Reproduce nothing but the lines from the one containing "If you could point to the navy" to the end of the records below, each exactly as written.
(RECORDS)
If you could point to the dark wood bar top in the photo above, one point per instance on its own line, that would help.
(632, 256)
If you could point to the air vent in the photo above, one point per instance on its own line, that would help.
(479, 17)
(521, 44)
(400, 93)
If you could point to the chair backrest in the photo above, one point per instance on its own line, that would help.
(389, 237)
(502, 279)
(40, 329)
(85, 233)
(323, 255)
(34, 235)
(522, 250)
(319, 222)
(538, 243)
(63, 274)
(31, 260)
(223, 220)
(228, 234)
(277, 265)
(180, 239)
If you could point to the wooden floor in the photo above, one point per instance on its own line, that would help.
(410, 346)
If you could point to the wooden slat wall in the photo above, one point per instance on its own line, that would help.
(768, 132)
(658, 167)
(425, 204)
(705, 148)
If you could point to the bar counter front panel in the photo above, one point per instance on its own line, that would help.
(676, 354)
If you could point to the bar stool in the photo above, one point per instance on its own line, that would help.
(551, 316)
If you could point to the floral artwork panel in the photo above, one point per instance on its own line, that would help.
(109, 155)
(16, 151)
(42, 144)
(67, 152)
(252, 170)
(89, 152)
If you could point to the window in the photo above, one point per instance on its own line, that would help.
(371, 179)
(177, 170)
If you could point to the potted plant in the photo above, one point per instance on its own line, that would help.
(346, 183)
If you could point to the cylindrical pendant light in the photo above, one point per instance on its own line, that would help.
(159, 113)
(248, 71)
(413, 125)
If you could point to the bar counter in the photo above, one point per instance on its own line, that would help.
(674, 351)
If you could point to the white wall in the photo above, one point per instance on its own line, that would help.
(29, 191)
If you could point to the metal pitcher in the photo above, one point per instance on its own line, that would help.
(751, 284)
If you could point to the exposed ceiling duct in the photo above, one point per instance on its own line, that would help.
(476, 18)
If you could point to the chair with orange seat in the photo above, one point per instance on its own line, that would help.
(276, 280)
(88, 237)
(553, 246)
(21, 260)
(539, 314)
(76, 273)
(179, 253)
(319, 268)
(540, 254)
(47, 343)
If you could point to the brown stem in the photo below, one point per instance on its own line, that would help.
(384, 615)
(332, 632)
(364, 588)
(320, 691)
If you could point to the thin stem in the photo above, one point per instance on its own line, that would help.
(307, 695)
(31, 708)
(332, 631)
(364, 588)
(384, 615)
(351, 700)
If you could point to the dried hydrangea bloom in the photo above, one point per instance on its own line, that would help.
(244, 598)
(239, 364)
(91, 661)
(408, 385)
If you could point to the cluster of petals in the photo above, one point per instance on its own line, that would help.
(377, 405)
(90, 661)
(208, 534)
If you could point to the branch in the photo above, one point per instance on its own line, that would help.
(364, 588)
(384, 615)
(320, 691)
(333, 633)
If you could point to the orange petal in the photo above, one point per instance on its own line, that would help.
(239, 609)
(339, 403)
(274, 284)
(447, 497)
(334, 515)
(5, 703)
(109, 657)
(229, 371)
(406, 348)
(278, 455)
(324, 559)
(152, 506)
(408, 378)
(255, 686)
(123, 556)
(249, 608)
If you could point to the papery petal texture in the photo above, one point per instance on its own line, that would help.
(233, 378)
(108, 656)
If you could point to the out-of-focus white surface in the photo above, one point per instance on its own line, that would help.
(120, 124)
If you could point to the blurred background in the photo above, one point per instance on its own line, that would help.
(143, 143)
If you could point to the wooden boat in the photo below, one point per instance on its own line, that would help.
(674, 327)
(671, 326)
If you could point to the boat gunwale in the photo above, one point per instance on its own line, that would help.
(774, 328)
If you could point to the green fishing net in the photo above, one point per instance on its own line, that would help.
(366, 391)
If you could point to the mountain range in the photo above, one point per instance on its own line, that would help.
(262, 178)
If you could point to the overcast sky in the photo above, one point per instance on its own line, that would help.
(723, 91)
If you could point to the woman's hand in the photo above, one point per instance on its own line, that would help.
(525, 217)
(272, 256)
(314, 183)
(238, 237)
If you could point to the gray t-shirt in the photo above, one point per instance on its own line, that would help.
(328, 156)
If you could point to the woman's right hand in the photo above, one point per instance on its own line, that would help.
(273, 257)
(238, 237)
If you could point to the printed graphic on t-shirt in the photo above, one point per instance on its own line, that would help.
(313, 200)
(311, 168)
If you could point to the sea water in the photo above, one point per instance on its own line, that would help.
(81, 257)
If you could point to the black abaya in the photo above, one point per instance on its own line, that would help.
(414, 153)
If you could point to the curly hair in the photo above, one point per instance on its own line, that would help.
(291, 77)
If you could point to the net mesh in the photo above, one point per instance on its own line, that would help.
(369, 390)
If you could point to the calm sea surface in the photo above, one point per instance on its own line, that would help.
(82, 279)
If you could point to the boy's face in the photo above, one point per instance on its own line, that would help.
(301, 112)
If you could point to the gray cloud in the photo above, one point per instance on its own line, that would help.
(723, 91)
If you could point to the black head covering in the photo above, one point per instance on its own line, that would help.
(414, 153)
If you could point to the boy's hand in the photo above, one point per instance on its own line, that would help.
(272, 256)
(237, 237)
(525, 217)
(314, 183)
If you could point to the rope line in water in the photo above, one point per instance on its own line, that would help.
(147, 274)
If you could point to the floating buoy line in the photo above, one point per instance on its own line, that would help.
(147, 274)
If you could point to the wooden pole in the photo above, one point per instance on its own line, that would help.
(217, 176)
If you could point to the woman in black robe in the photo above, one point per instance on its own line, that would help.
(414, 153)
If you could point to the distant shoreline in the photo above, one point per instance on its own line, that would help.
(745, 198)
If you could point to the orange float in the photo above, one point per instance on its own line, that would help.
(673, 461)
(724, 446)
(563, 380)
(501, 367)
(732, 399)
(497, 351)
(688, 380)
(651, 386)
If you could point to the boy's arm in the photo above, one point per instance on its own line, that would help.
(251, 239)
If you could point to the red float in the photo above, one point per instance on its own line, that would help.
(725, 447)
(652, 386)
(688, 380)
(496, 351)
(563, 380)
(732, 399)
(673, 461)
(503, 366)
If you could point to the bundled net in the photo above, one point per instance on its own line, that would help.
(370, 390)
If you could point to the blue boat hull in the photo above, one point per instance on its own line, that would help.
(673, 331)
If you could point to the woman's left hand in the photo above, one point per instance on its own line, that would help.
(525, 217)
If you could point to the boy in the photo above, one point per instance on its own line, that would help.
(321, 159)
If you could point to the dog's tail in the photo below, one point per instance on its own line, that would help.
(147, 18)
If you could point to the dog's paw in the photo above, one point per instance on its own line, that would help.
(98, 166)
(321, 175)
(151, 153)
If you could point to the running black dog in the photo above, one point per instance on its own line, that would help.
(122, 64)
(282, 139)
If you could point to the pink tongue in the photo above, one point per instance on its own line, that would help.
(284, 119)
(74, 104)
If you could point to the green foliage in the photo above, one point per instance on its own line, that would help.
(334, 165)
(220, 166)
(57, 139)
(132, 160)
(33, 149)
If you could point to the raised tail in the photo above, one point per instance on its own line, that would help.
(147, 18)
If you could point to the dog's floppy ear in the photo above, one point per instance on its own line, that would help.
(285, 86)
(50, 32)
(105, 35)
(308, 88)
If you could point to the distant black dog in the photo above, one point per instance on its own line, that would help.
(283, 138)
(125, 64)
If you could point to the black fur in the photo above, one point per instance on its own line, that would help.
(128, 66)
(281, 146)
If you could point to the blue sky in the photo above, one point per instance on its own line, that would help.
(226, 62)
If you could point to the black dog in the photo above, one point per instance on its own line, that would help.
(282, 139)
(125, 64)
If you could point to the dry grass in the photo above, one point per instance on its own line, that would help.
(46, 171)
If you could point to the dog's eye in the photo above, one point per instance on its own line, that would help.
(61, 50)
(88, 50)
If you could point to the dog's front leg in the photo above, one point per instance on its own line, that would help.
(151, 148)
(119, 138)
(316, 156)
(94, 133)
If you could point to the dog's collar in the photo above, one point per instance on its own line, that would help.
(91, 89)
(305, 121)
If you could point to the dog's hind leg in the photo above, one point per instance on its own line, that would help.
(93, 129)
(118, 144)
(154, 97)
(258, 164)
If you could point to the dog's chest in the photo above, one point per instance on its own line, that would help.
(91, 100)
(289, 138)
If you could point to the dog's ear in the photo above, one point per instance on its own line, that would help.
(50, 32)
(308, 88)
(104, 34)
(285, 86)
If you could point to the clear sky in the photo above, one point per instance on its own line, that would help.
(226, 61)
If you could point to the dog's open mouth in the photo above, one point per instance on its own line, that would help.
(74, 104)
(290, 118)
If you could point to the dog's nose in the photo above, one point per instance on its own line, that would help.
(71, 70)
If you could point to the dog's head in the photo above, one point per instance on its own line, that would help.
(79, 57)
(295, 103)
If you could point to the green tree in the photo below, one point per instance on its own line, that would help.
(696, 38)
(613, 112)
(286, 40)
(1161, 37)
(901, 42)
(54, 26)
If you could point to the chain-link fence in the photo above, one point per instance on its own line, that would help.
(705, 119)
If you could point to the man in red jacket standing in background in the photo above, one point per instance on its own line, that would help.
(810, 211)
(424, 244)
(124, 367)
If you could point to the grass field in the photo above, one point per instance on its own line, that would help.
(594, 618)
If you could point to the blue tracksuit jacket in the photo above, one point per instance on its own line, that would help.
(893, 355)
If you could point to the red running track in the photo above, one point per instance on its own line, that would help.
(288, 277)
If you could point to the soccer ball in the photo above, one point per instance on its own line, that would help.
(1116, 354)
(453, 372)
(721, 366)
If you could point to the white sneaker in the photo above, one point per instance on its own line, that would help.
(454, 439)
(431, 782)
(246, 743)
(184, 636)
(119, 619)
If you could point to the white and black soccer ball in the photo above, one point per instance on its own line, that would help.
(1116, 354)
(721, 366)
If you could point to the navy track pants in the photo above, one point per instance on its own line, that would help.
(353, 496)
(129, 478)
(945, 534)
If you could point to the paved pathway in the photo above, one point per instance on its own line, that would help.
(End RECORDS)
RESPONSE BELOW:
If you could point to the navy track pants in the photo above, one point per instance on its own line, that would help.
(353, 496)
(129, 478)
(945, 534)
If you could point to the paved pathway in the photo above, one point per instance on its own line, that would help.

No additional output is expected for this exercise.